Given instruction →
Take the line that contains "Can you locate the scattered" as the first line and the final line of the records as the last; return exactly those lines and the lines between.

Exercise input →

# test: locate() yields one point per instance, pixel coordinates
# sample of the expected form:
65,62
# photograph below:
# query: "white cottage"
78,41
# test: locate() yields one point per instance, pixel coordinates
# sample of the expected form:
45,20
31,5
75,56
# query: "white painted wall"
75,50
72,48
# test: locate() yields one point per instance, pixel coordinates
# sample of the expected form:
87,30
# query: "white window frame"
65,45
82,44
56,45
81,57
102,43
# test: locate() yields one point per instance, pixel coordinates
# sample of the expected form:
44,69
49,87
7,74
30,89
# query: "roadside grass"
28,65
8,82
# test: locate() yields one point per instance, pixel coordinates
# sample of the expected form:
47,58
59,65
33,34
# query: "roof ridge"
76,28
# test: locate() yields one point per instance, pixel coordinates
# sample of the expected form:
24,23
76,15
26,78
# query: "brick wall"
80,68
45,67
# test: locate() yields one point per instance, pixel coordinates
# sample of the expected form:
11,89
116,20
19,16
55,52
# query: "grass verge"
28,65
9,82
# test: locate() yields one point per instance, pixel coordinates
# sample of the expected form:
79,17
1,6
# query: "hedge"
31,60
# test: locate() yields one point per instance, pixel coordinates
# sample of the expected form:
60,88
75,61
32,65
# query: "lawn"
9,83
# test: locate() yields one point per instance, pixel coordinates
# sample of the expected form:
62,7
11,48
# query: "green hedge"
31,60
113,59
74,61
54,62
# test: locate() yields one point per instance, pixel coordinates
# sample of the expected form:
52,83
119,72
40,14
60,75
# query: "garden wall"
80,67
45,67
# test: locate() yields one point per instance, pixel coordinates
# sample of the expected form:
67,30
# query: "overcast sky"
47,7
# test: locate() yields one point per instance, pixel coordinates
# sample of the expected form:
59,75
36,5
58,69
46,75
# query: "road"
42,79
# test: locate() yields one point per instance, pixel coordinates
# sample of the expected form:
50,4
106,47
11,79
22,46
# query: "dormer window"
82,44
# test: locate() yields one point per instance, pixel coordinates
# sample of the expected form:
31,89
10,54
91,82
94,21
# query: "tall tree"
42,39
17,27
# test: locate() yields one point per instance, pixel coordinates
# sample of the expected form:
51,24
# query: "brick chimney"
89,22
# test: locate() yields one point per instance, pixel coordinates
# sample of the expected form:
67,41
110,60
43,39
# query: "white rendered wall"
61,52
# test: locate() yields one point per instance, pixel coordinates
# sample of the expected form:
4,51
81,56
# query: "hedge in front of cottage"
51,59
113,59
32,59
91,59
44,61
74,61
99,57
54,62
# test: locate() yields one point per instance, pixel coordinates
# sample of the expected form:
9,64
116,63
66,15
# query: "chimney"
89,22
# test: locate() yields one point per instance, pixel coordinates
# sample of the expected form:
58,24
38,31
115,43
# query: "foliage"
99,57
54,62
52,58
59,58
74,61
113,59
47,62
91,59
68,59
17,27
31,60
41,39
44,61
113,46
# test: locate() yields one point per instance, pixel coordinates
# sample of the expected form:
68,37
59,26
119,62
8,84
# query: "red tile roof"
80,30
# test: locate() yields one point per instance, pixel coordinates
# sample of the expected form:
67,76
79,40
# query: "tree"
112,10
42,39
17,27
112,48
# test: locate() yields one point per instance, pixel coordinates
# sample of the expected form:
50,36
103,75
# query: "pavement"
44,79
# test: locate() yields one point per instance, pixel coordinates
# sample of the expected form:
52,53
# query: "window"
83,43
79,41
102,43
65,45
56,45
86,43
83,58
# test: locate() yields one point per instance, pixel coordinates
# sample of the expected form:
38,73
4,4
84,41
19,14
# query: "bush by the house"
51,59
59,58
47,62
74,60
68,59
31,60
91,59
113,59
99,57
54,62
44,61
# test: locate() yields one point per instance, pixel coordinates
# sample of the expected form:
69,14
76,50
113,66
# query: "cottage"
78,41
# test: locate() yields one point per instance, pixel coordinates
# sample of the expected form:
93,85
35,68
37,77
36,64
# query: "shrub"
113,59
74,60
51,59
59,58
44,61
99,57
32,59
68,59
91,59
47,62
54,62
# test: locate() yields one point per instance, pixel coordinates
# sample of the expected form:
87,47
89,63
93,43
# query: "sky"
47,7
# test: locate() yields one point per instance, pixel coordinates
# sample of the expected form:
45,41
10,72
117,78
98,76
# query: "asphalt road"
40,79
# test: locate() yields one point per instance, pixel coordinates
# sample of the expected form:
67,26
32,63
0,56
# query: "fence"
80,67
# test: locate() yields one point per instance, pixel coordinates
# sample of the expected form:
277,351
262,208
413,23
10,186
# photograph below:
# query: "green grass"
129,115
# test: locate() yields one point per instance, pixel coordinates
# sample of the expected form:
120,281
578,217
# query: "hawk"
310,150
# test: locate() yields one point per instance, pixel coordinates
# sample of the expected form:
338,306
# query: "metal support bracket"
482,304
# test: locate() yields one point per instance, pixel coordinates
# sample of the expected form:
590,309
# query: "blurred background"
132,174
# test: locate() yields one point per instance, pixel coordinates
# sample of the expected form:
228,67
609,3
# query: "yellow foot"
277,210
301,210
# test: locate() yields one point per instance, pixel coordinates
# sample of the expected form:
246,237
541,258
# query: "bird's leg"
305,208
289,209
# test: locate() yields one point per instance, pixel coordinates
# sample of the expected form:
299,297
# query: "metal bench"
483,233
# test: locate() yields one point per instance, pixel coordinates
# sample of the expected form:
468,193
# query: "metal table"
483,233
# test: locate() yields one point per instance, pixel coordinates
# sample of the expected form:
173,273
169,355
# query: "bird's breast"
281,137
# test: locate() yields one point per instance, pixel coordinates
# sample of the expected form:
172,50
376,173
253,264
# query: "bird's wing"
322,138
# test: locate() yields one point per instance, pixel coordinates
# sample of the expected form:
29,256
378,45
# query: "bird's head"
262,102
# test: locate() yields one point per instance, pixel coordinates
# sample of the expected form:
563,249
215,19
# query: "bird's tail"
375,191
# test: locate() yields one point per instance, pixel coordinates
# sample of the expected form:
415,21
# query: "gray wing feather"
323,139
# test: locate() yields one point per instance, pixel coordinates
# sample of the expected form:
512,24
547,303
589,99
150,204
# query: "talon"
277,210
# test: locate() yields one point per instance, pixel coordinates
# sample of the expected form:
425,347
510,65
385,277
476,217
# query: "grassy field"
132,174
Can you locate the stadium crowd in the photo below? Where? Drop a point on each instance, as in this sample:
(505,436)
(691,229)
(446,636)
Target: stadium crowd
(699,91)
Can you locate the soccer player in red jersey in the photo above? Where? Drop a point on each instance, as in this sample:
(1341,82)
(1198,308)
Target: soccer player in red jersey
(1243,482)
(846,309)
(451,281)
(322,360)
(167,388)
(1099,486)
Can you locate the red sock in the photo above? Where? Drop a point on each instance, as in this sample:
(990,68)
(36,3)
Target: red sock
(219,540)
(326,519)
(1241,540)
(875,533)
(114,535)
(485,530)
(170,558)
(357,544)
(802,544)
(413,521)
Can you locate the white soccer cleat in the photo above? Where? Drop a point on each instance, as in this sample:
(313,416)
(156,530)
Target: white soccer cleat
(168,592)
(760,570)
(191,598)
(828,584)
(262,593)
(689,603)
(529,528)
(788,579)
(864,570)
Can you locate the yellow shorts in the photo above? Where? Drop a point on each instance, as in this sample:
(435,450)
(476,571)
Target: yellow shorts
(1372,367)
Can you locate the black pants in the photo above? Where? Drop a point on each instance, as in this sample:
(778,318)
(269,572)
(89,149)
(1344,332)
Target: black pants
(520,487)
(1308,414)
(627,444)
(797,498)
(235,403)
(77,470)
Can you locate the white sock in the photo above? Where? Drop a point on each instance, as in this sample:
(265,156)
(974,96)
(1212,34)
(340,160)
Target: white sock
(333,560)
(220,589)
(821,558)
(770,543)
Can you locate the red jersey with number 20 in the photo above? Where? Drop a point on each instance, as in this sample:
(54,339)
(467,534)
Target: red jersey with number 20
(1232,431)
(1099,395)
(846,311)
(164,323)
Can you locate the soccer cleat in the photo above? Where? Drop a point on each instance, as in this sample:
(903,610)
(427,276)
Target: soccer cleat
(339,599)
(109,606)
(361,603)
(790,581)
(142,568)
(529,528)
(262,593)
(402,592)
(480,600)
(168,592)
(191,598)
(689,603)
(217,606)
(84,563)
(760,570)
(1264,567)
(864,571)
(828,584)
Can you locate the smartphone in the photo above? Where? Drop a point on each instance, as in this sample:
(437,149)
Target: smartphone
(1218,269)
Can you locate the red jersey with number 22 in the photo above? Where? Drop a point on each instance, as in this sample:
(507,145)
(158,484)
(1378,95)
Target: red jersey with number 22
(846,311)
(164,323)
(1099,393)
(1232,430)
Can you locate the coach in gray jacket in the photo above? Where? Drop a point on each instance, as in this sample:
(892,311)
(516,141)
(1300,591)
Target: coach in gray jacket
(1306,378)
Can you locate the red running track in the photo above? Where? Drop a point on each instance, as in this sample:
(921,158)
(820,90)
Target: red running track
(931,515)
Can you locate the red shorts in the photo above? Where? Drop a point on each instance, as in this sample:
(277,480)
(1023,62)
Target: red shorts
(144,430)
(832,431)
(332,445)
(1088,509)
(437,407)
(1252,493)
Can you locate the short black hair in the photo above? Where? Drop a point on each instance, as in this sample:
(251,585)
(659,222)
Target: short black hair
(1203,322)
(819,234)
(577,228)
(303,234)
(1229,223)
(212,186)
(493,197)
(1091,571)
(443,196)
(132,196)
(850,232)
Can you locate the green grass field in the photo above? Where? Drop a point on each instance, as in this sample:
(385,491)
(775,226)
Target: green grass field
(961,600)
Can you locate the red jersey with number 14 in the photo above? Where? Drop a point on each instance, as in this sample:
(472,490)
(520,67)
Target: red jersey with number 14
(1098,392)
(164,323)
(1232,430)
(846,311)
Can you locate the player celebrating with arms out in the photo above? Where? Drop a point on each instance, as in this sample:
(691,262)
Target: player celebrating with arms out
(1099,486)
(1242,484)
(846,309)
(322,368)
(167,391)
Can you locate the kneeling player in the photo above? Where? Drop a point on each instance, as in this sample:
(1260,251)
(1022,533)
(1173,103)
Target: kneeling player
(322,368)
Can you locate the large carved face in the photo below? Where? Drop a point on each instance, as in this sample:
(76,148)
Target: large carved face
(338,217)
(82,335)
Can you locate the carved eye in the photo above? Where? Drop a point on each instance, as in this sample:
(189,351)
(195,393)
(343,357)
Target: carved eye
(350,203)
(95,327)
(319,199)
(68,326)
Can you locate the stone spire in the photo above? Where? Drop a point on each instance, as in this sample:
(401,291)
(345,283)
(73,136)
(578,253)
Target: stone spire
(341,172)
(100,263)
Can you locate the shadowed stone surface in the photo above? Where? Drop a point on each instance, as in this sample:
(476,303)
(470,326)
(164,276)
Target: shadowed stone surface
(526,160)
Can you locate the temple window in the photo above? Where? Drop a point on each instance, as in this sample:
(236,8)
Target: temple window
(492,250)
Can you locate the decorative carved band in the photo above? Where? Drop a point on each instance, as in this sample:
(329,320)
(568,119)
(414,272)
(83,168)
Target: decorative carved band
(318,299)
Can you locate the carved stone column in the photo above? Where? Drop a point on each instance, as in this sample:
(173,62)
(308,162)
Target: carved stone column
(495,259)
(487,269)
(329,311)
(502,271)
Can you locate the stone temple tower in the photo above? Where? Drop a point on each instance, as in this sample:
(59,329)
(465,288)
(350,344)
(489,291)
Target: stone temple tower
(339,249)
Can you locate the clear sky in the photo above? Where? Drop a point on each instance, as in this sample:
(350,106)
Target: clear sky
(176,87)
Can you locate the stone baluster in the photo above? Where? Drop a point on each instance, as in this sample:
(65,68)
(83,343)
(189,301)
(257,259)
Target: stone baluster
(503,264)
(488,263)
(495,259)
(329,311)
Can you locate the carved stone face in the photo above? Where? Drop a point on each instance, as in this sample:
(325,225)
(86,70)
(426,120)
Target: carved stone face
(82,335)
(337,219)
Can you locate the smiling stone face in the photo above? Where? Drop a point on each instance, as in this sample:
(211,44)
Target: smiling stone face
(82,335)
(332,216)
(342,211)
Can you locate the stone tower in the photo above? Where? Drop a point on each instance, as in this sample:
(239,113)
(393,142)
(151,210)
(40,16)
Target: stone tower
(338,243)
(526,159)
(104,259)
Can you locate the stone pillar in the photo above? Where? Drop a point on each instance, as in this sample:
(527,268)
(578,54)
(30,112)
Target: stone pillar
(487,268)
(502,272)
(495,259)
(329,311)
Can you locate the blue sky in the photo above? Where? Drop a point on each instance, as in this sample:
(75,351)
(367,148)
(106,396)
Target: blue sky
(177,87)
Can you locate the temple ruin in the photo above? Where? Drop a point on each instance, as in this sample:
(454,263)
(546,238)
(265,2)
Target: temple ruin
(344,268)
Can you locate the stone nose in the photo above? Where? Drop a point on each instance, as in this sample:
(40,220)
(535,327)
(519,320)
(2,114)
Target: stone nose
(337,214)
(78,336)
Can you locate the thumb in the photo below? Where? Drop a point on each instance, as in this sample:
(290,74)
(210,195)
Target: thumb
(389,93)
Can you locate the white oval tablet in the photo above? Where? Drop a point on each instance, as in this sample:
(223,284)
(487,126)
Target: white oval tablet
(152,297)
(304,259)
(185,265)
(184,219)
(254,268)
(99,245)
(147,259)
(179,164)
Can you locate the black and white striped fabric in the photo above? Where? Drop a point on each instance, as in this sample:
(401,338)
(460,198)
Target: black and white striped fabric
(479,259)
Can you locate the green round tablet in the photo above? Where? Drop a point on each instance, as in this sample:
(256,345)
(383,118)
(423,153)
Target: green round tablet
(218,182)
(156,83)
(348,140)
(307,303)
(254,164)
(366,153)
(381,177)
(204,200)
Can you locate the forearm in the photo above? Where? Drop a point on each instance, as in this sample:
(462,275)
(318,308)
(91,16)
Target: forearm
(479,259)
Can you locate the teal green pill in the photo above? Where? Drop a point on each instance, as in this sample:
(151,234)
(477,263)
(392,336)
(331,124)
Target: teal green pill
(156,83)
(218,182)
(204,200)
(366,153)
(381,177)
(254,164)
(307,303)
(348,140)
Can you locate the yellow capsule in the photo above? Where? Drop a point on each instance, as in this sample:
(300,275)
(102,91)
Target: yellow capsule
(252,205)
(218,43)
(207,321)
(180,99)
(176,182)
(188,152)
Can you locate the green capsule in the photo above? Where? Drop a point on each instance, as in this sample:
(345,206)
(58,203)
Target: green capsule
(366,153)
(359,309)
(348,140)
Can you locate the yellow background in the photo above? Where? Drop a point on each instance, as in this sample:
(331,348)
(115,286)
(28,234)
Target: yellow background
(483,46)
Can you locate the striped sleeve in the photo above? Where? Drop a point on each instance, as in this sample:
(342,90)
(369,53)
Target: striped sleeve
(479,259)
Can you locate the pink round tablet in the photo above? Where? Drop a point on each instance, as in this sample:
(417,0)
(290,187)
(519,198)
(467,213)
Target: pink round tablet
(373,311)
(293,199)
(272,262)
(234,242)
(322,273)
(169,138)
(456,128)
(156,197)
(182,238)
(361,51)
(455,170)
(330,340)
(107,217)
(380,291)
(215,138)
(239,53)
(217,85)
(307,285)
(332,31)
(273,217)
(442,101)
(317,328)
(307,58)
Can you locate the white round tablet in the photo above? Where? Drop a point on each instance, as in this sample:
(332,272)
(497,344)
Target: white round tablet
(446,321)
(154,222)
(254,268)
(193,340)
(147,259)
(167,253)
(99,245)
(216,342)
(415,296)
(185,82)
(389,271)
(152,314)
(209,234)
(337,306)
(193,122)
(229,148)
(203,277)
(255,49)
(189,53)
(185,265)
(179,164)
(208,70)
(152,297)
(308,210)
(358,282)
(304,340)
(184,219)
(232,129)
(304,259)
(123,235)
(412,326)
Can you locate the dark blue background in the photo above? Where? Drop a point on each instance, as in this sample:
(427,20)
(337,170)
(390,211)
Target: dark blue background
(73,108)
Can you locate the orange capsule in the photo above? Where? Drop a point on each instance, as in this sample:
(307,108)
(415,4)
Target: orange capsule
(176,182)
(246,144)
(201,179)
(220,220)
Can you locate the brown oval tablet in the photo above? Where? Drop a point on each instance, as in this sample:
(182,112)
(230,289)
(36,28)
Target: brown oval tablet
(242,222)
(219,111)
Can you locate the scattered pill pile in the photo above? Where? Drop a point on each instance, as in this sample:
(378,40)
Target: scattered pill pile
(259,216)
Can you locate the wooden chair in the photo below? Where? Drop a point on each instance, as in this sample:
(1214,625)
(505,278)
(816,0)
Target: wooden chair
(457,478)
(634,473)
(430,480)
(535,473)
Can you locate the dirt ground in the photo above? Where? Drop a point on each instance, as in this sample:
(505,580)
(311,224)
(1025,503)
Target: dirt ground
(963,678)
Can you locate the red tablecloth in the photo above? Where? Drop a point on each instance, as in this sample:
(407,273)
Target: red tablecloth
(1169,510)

Final result →
Can you locate the scattered pill pile in the photo above? Where? Drop a point on each instance, as in this sample:
(378,40)
Target: scattered pill pile
(259,216)
Can you locate the wooden chair in the photo below? Where? Drop a point on each instance, as in this sample:
(1214,625)
(505,278)
(816,0)
Target: wooden chair
(457,478)
(634,473)
(430,480)
(535,473)
Can you locate the dirt ground in the photo above? Where? Drop a point on each instance, as in this sample:
(505,580)
(311,224)
(1025,503)
Target: dirt ground
(963,678)
Can you locate the red tablecloth in the photo above? Where? Drop a point on each instance, as in this sample:
(407,273)
Target: red tablecloth
(1169,510)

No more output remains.